**DIRECTIONS FOR THIS TASK:** Quote the data below in full, please, without altering anything.

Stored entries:
* * * * * * *
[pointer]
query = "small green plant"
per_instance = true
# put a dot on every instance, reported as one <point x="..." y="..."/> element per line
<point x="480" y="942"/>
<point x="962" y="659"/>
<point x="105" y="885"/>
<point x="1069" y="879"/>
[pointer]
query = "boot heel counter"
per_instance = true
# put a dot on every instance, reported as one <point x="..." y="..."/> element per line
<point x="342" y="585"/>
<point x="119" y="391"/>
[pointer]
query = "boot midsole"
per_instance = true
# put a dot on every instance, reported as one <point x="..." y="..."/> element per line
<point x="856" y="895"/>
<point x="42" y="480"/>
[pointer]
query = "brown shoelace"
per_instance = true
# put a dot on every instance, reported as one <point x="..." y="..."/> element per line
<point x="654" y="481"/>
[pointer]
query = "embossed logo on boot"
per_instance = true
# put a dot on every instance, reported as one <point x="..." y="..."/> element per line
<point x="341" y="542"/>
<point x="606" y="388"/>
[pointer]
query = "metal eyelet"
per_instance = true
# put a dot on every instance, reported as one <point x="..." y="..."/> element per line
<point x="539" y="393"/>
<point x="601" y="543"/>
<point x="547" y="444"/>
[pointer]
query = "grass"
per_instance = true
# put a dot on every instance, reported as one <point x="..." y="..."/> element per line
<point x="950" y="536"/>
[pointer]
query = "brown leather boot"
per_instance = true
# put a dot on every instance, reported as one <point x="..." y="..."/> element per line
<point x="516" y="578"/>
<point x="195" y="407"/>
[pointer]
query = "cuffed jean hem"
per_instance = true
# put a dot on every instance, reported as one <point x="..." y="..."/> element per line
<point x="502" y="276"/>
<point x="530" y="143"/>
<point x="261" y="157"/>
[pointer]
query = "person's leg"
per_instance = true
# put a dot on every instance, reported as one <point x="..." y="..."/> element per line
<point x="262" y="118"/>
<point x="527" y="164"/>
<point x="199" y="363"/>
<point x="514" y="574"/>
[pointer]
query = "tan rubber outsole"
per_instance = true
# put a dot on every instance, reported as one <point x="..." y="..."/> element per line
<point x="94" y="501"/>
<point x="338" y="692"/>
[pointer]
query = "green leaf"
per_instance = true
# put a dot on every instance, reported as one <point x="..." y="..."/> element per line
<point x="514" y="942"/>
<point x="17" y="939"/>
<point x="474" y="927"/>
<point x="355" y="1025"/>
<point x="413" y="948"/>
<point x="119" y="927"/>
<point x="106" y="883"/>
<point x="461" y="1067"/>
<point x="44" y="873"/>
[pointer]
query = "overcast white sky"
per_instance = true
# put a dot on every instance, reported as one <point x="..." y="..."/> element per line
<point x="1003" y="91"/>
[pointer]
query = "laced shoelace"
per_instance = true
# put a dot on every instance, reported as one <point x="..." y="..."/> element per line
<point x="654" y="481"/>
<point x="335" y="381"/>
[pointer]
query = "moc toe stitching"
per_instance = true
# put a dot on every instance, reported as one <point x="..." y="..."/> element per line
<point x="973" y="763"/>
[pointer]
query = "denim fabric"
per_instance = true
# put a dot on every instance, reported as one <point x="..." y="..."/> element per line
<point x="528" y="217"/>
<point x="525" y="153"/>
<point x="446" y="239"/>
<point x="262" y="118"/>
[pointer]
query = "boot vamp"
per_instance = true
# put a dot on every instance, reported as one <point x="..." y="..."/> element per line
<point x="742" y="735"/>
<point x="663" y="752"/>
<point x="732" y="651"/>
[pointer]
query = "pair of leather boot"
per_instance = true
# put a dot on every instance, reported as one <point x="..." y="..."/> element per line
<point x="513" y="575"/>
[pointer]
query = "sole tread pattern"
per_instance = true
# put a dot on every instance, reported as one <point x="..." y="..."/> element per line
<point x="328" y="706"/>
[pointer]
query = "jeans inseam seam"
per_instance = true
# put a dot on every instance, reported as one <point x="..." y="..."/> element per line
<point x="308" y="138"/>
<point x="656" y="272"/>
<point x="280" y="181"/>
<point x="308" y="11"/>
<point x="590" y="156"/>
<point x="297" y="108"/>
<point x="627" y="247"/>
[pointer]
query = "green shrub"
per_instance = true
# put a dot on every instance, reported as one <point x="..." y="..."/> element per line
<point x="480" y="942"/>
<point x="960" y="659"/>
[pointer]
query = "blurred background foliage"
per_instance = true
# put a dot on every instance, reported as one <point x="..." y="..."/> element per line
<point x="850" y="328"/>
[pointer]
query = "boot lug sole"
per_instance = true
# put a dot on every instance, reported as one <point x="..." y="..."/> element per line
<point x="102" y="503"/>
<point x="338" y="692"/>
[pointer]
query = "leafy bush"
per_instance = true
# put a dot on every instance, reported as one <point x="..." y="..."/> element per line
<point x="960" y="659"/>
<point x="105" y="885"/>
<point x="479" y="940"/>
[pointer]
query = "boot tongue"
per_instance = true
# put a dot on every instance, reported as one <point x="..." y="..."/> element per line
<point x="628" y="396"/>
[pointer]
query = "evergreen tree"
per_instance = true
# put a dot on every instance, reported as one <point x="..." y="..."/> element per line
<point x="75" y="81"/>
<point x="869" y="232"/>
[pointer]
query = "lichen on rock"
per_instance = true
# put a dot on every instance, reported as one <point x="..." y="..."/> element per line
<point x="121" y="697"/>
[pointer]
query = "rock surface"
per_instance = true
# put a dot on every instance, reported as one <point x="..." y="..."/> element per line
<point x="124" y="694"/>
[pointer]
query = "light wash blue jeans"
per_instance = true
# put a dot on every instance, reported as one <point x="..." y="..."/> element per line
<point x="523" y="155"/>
* * * * * * *
**EXERCISE OUTPUT:**
[pointer]
query = "small green plant"
per_instance = true
# put a dot on every instance, reported as one <point x="..." y="..."/> element per line
<point x="480" y="942"/>
<point x="962" y="659"/>
<point x="105" y="885"/>
<point x="1069" y="879"/>
[pointer]
query = "boot heel counter"
per_instance = true
# put a dot on every instance, reported as one <point x="..." y="..."/> element per line
<point x="342" y="585"/>
<point x="119" y="391"/>
[pointer]
query = "boot midsole"
per_instance = true
# put a dot on every instance, reported as one <point x="..." y="..."/> element per line
<point x="856" y="895"/>
<point x="42" y="480"/>
[pointer]
query = "brown shoelace"
per_instance = true
# put a dot on every instance, reported as one <point x="..." y="..."/> element per line
<point x="654" y="481"/>
[pointer]
query = "embossed logo on boot"
per_instance = true
# put a dot on every instance, reported as one <point x="..." y="..."/> element per line
<point x="341" y="542"/>
<point x="606" y="388"/>
[pointer]
query = "metal eyelet"
per_instance = true
# put a dot on every instance, reported as one <point x="..." y="..."/> element per line
<point x="539" y="393"/>
<point x="601" y="543"/>
<point x="547" y="444"/>
[pointer]
query = "grass"
per_instance = true
# put a dot on every instance, reported as one <point x="..." y="..."/> element per line
<point x="950" y="536"/>
[pointer]
query = "brown leather boot"
per_instance = true
# put a dot on every instance, reported as one <point x="..." y="..."/> element per line
<point x="516" y="578"/>
<point x="195" y="407"/>
[pointer]
query = "cuffed jean hem"
per_instance = true
# put a dot on every instance, reported as one <point x="..." y="..."/> element per line
<point x="502" y="276"/>
<point x="530" y="143"/>
<point x="261" y="157"/>
[pointer]
query = "person's leg"
per_instance = true
# put a dot on every instance, reported as one <point x="..." y="..."/> element per line
<point x="262" y="118"/>
<point x="527" y="164"/>
<point x="199" y="363"/>
<point x="514" y="574"/>
[pointer]
query = "tan rubber outsole"
per_instance = true
# put a dot on every instance, reported as one <point x="..." y="..."/> element per line
<point x="94" y="501"/>
<point x="338" y="692"/>
[pointer]
query = "green leaf"
per_instance = true
# put a dot on every instance, reported as one <point x="..." y="..."/> element per line
<point x="514" y="942"/>
<point x="17" y="939"/>
<point x="474" y="927"/>
<point x="355" y="1025"/>
<point x="413" y="948"/>
<point x="119" y="927"/>
<point x="106" y="883"/>
<point x="461" y="1067"/>
<point x="44" y="873"/>
[pointer]
query = "overcast white sky"
per_instance = true
# put a dot on every instance, reported as one <point x="..." y="..."/> element per line
<point x="1003" y="91"/>
[pointer]
query = "laced shoelace"
per_instance = true
# put a dot on every instance, reported as one <point x="..." y="..."/> element per line
<point x="654" y="481"/>
<point x="335" y="381"/>
[pointer]
query = "moc toe stitching"
per_instance = true
# put a dot on every instance, reported as one <point x="..." y="..."/> element per line
<point x="973" y="763"/>
[pointer]
query = "denim fabric"
per_instance = true
# put a dot on every instance, reported as one <point x="..." y="..."/> element per line
<point x="528" y="217"/>
<point x="525" y="153"/>
<point x="446" y="239"/>
<point x="262" y="118"/>
[pointer]
query = "boot vamp"
per_instance = true
# put a dot on every instance, reported as one <point x="..." y="..."/> element per line
<point x="742" y="735"/>
<point x="663" y="752"/>
<point x="732" y="651"/>
[pointer]
query = "pair of leather boot"
per_instance = true
# put a dot on every instance, reported as one <point x="..." y="..."/> element per line
<point x="513" y="575"/>
[pointer]
query = "sole tread pattern"
per_instance = true
# put a dot on every instance, reported as one <point x="..." y="..."/> element per line
<point x="328" y="706"/>
[pointer]
query = "jeans inseam seam"
per_instance = true
# put a dot on every instance, reported as one <point x="..." y="..."/> element per line
<point x="308" y="138"/>
<point x="656" y="272"/>
<point x="280" y="181"/>
<point x="308" y="11"/>
<point x="590" y="156"/>
<point x="297" y="108"/>
<point x="627" y="247"/>
[pointer]
query = "green shrub"
per_instance = true
# put a dot on every instance, reported as one <point x="..." y="..."/> element per line
<point x="480" y="942"/>
<point x="960" y="659"/>
[pointer]
query = "blurred background foliage"
per_instance = true
# put a dot on every instance, reported as one <point x="..." y="..."/> element per line
<point x="850" y="328"/>
[pointer]
query = "boot lug sole"
per_instance = true
# put a dot on every instance, reported as one <point x="..." y="..."/> element per line
<point x="102" y="503"/>
<point x="338" y="692"/>
[pointer]
query = "leafy bush"
per_instance = true
# put a dot on every instance, reported as one <point x="..." y="..."/> element per line
<point x="960" y="659"/>
<point x="105" y="885"/>
<point x="479" y="940"/>
[pointer]
query = "boot tongue"
per_instance = true
# put a dot on every instance, reported as one <point x="..." y="..."/> element per line
<point x="628" y="396"/>
[pointer]
query = "evergreen tree"
per_instance = true
# put a dot on every instance, reported as one <point x="..." y="..."/> element per line
<point x="75" y="81"/>
<point x="869" y="232"/>
[pointer]
query = "lichen on rock"
per_instance = true
# put a dot on every instance, reported as one <point x="..." y="..."/> element per line
<point x="121" y="697"/>
[pointer]
query = "rock surface"
per_instance = true
# put a dot on every instance, reported as one <point x="..." y="..."/> element per line
<point x="124" y="694"/>
[pointer]
query = "light wash blue jeans"
per_instance = true
# put a dot on every instance, reported as one <point x="..." y="..."/> element per line
<point x="523" y="155"/>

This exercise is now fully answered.